Natural-language object grounding data:
<<<<
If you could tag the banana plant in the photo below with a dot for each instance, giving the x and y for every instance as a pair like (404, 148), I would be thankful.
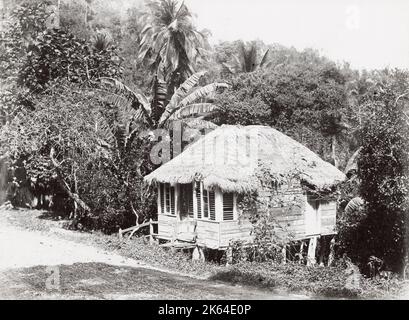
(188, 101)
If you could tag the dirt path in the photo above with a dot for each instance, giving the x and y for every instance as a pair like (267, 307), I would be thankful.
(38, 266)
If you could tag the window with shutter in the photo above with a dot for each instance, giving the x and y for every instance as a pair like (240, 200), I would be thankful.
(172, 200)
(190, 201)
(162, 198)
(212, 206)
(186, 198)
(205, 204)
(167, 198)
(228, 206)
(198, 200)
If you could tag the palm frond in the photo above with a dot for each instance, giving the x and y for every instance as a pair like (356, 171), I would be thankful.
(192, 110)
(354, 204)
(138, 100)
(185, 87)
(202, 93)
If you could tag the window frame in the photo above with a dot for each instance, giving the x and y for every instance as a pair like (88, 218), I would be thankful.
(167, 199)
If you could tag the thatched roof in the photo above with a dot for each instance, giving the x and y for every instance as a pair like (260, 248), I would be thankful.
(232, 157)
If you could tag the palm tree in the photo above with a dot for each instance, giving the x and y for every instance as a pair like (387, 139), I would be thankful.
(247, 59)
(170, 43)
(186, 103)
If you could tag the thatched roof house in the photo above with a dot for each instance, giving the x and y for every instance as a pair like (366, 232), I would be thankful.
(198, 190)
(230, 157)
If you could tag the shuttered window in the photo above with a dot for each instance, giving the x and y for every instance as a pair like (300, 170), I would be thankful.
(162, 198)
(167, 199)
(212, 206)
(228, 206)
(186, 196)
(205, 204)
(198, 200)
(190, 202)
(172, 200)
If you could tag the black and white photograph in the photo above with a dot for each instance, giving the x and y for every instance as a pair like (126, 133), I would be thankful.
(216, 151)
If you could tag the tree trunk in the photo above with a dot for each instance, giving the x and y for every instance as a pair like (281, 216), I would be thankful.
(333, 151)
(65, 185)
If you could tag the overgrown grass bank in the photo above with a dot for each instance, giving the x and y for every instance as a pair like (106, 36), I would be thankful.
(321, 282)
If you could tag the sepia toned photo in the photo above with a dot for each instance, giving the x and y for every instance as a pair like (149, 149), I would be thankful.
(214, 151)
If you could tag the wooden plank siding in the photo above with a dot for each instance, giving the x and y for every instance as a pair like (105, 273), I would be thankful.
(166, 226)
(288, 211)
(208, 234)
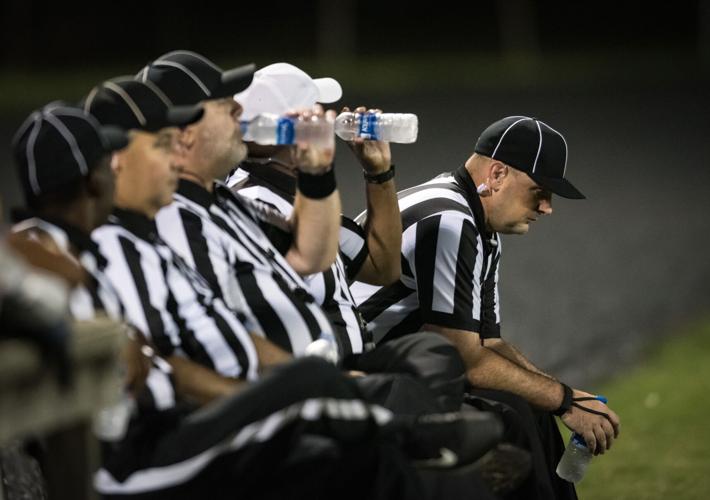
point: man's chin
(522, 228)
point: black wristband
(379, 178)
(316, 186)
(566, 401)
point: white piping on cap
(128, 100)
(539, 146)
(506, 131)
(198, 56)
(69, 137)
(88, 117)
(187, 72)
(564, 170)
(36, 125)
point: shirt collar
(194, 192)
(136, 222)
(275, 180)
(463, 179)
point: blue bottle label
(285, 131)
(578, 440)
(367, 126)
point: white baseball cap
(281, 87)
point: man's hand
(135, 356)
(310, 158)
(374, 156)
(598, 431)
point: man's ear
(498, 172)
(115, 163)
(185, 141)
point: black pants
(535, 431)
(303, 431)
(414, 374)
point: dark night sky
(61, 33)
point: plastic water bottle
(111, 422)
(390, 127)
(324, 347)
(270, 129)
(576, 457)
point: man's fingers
>>>>
The line containing "If you could tag the tree" and every line after it, through the end of the records, are what you should retype exactly. Do not include the pictures.

If you could tag the tree trunk in the photo above with a dot for each instance, giving the x and y for every instance as a pair like (281, 216), I would be thankful.
(333, 151)
(65, 185)
If you could tag the overgrown grass bank in the photo above with a dot for each instance, giving the x and y for every instance as a pair like (106, 36), I would be thankful.
(321, 282)
If you could tag the sepia toned photo in the photo above with a dot for each instance, giving the x and y for every instance as a pair like (149, 149), I would be thankful.
(214, 151)
If you could tag the wooden plank siding in the photo above with a dot for each instance, giving the x and y for every instance as a pair like (105, 273), I would be thankful.
(166, 226)
(288, 211)
(208, 234)
point: man's chin
(522, 228)
point: black wristband
(379, 178)
(316, 186)
(566, 401)
point: white piping on cap
(128, 100)
(539, 146)
(506, 131)
(198, 56)
(69, 137)
(88, 117)
(187, 72)
(564, 170)
(36, 125)
point: shirt collar
(194, 192)
(136, 222)
(275, 180)
(463, 179)
point: blue bottle label
(285, 131)
(578, 440)
(367, 126)
point: white baseball cap
(281, 87)
point: man's hand
(135, 356)
(310, 158)
(374, 156)
(598, 431)
point: man's ear
(498, 172)
(115, 163)
(185, 141)
point: black pants
(535, 431)
(303, 431)
(414, 374)
point: dark night sky
(61, 33)
point: plastic water bottle
(111, 422)
(390, 127)
(324, 347)
(270, 129)
(576, 457)
point: man's fingers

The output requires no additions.